- Passage provided
____________________
Objectives: To examine whether age at entry, history of cigarette smoking, exposure to non-tobacco lung carcinogens, or previous pulmonary illnesses were confounders or effect modifiers of the relation between screening and lung cancer mortality in the Mayo Lung Project.
Setting: The Mayo Lung Project was a randomised, controlled, clinical trial conducted between 1971 and 1986 in 9211 male smokers over the age of 45 in Minnesota (USA). The group screened received chest x ray examination and sputum cytology every four months for six years. The unscreened group were recommended to obtain usual care (annual chest x ray examination and sputum cytology). After follow up, lung cancer mortality was similar in both groups.
Methods: Proportional hazard models were used to analyse data. A variable was considered a confounder if its inclusion in a model changed the rate ratio for screening by more than 15%; a variable was considered an effect modifier if its stratum-specific rate ratio for screening differed by a factor of two.
____________________
- Entries provided
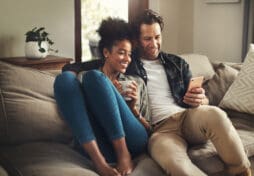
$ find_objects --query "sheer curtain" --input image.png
[242,0,254,61]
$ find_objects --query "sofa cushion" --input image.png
[180,54,215,81]
[203,63,239,106]
[0,62,72,144]
[219,44,254,114]
[188,111,254,175]
[0,142,166,176]
[0,142,98,176]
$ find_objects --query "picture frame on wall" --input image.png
[205,0,241,4]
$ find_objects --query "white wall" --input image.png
[0,0,75,58]
[193,0,244,62]
[149,0,244,62]
[149,0,193,54]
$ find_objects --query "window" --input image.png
[75,0,148,62]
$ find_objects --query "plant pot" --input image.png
[25,41,49,59]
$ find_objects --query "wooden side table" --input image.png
[0,55,73,70]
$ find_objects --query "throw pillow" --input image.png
[219,44,254,114]
[0,62,72,145]
[203,63,239,106]
[179,54,215,81]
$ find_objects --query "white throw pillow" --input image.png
[219,44,254,114]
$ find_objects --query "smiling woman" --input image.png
[75,0,148,62]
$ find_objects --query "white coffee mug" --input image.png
[119,80,132,101]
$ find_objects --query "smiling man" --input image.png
____________________
- What to work on
[1] Answer these questions from the passage on the Mayo Lung Project, one per line:
(a) How many male smokers took part in the trial?
(b) How often did the screened group receive chest x ray examination and sputum cytology, and for how long?
(c) By how much did a variable have to change the rate ratio for screening to count as a confounder?
[2] Write the next part of the passage on the Mayo Lung Project, starting right after its final sentence.

- Task responses
[1]
(a) 9211
(b) Every four months for six years
(c) By more than 15%

[2]
Results: None of the four aforementioned variables changed the rate ratio associated with screening (1.07) by more than 2%. The effect of screening may have differed by years smoked (rate ratio for smoking fewer than 30 years 2.4; rate ratio for smoking 30 or more years 1.0), though we suspect that this result occurred by chance.
Conclusion: Adjustment for or stratification by four established lung cancer risk factors did not alter the original findings of the Mayo Lung Project.